# Required task:
Transcribe the stretch of the VisoCode interview story from "English + 中文" through "a hard deadline.".
------ Excerpt to read
Bilingual Interview Pack

BQ Interview Prep — Bilingual Version

English + 中文 · Story Bank · Question Mapping

Story Bank

Story 1 — VisoCode: LangGraph Refactor

Learn and Be Curious Invent and Simplify
English Oral Version

At AdventureX 2025, I was building VisoCode, a multi-agent system that turned plain English into animated educational videos. The main issue was that the agents kept calling each other in circles because we had no real state management, so on complex prompts the pipeline would spin forever and crash. We had less than two days before the demo, so patching the issue wasn't enough. I had to learn LangGraph from scratch and redesign the backend properly under a hard deadline.
------------
------ Data section
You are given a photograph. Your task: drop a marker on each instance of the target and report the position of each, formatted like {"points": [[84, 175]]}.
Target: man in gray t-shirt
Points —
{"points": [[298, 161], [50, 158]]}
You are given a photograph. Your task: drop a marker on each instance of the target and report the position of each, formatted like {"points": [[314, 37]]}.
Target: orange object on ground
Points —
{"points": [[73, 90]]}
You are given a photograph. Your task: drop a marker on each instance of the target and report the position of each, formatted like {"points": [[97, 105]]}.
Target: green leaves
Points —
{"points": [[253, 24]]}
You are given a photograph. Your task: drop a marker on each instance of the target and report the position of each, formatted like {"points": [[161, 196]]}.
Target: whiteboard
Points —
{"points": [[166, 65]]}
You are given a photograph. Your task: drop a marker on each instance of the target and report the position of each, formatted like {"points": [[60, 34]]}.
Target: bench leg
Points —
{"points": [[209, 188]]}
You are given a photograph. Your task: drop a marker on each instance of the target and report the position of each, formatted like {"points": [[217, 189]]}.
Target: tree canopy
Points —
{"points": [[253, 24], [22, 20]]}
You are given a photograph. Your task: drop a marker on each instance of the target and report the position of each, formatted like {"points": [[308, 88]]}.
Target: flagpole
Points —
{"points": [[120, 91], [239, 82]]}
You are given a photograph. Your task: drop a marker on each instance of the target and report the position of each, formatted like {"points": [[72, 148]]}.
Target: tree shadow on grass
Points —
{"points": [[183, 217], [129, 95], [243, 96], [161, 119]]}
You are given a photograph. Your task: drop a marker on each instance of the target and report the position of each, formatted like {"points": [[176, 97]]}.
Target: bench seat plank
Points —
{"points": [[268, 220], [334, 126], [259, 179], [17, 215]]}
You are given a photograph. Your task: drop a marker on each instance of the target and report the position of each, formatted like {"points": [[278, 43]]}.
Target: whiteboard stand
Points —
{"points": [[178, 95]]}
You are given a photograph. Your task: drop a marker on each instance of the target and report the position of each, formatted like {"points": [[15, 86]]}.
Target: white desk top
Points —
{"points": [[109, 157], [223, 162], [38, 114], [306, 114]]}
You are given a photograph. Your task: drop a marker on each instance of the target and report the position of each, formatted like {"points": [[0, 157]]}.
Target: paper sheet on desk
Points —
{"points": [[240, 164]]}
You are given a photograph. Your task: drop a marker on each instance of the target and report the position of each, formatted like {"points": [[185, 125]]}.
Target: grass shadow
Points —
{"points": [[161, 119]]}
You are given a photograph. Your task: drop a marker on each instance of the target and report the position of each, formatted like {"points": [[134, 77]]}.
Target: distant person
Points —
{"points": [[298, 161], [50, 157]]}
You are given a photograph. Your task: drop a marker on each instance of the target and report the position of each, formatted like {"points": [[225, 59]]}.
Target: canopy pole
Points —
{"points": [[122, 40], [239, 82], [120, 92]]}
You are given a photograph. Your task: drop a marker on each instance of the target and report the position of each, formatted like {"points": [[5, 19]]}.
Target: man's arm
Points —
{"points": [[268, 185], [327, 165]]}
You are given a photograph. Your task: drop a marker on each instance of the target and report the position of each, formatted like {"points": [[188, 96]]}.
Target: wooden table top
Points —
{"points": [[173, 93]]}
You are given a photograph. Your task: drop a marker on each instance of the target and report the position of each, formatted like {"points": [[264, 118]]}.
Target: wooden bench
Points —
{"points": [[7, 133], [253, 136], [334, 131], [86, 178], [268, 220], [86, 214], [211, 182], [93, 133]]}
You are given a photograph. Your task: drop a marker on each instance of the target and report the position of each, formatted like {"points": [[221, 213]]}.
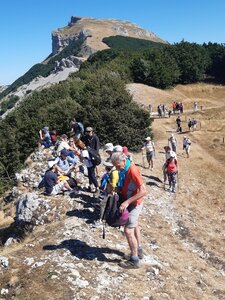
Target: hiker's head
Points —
{"points": [[63, 137], [148, 139], [64, 153], [118, 159], [125, 150], [51, 164], [109, 148], [45, 129], [108, 165], [172, 155], [118, 149], [89, 131]]}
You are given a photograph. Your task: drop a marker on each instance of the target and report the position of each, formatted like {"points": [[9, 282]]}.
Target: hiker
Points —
{"points": [[53, 135], [194, 124], [51, 183], [77, 129], [108, 187], [64, 144], [131, 190], [186, 145], [189, 124], [171, 170], [45, 138], [195, 106], [172, 142], [109, 149], [85, 157], [65, 163], [150, 151], [178, 121]]}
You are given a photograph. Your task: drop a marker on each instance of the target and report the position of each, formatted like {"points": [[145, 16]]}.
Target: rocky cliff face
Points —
{"points": [[95, 30]]}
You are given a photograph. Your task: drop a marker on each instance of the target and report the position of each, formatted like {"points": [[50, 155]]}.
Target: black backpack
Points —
{"points": [[112, 215], [95, 156]]}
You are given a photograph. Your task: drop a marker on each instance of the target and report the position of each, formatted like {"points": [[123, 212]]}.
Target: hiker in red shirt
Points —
{"points": [[171, 170], [132, 190]]}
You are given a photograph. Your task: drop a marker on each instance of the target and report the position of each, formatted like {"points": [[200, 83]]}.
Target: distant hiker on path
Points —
{"points": [[172, 143], [45, 138], [186, 145], [51, 183], [171, 170], [150, 151], [132, 190]]}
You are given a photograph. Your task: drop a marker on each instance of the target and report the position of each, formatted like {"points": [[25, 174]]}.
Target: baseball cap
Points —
{"points": [[51, 163]]}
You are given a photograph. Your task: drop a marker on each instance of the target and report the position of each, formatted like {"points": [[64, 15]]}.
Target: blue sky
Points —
{"points": [[26, 25]]}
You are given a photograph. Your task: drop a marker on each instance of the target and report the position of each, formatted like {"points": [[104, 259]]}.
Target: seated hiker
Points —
{"points": [[171, 170], [108, 187], [53, 135], [51, 183], [149, 147], [45, 138], [65, 163], [86, 159], [186, 145]]}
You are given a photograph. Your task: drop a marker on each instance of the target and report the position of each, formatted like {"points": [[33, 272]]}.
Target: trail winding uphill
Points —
{"points": [[183, 233]]}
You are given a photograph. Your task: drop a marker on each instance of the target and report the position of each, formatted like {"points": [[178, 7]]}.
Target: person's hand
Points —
{"points": [[124, 206]]}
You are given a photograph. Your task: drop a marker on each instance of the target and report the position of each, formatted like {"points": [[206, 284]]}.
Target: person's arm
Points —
{"points": [[141, 193]]}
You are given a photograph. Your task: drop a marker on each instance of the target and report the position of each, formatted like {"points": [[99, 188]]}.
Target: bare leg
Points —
{"points": [[132, 241]]}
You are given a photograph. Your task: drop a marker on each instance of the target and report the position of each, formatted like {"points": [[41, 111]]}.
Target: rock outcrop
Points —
{"points": [[94, 30]]}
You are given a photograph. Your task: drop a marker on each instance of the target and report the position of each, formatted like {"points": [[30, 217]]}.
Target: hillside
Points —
{"points": [[183, 234]]}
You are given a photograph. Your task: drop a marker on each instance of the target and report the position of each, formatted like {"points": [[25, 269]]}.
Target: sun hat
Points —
{"points": [[84, 154], [125, 150], [89, 129], [172, 154], [51, 163], [108, 163], [64, 152], [118, 148], [108, 147]]}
------------
# Expected answer:
English + 中文 · Story Bank · Question Mapping

Story Bank

Story 1 — VisoCode: LangGraph Refactor

Learn and Be Curious Invent and Simplify
English Oral Version

At AdventureX 2025, I was building VisoCode, a multi-agent system that turned plain English into animated educational videos. The main issue was that the agents kept calling each other in circles because we had no real state management, so on complex prompts the pipeline would spin forever and crash. We had less than two days before the demo, so patching the issue wasn't enough. I had to learn LangGraph from scratch and redesign the backend properly under a hard deadline.